**Problem requirements**:
Quote the stretch of the dispenser patent excerpt from "[0039] The module" through "U.S. Pat. No." word for word.

## Begin Source extract

The throat assembly 50 defines a portion of the dispensing path and
the forward portion of the dispensing throat 24, as seen in FIG.
7.
[0039] The module 28 includes an automatic transfer mechanism 52 to
transfer dispensing of the web material from the stub roll 14 to a
main roll 12 when the web material on the stub roll 14 is nearly
fully depleted. From an operational standpoint, this transfer
mechanism 52 operates substantially as described in U.S. Pat. No.
6,079,305 issued on Jun. 27, 2000, and the '305 patent is
incorporated herein in its entirety for all purposes. Referring
particularly to FIGS. 3 and 4, the transfer mechanism 52 includes a
transfer bar 56 with arms 57 pivotally mounted to the module side
plates 34. A gear 68 is provided on the ends of the arms 57, as
particularly seen in FIGS. 3 and 4. The transfer bar 56 includes a
"roller" section that may be defined by a central curved ribbed
section 58. The section 58 includes a securing mechanism, such as a
barb 60. The leading end of the web material from the main roll 12
passes over the roller section 58 and is held by the barb 60 while
material is feed from the stub roll 14. Idler transfer gears 70 are
rotatably mounted to the module side plates 34 and are engaged by
the gears 68 on the ends of the transfer bar arms 57. A stub roll
sensing bar 74 is pivotally mounted to the module side plates 34
below stub roll holders 78, and is biased towards the axis of the
stub roll holders 78 so as to track the decreasing diameter of the
stub roll as it is depleted. The stub roll sensing bar 74 is
configured with gears 72 that rotate upon pivotal movement of the
sensing bar 74, the gears 72 being engaged with the idler gears
70.
[0040] As the stub roll is depleted, motion of the sensing bar 74
is transferred to the transfer bar 56 via the gears 68, 70, and 72.
At a certain decreased diameter of the stub roll 14, the transfer
bar 56 rotates to a position such that the leading end of the web
material held by the securing mechanism 60 is brought by the roller
section 58 into contact with the web material being dispensed from
the stub roll causing the leading edge of the material from the
main roll to be pulled from the barb 60 and conveyed with the
material from the stub roll between the nip of the drive roller 38
and pressure roller 46. The "new" web material from the main roll
12 is dispensed simultaneously with the stub roll material until
the stub roll is completely depleted. If no stub roll is present in
the dispenser, the transfer bar 56 and roller section 58 contact
against the web material dispensed from the main roll 12.

## End Source extract
## Begin Available data

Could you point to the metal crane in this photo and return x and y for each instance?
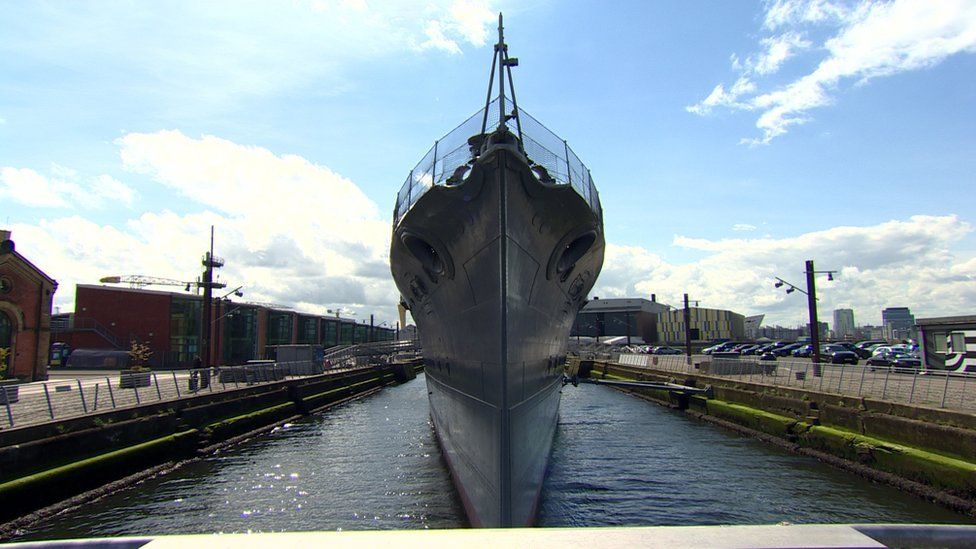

## End Available data

**Expected answer**:
[0039] The module 28 includes an automatic transfer mechanism 52 to
transfer dispensing of the web material from the stub roll 14 to a
main roll 12 when the web material on the stub roll 14 is nearly
fully depleted. From an operational standpoint, this transfer
mechanism 52 operates substantially as described in U.S. Pat. No.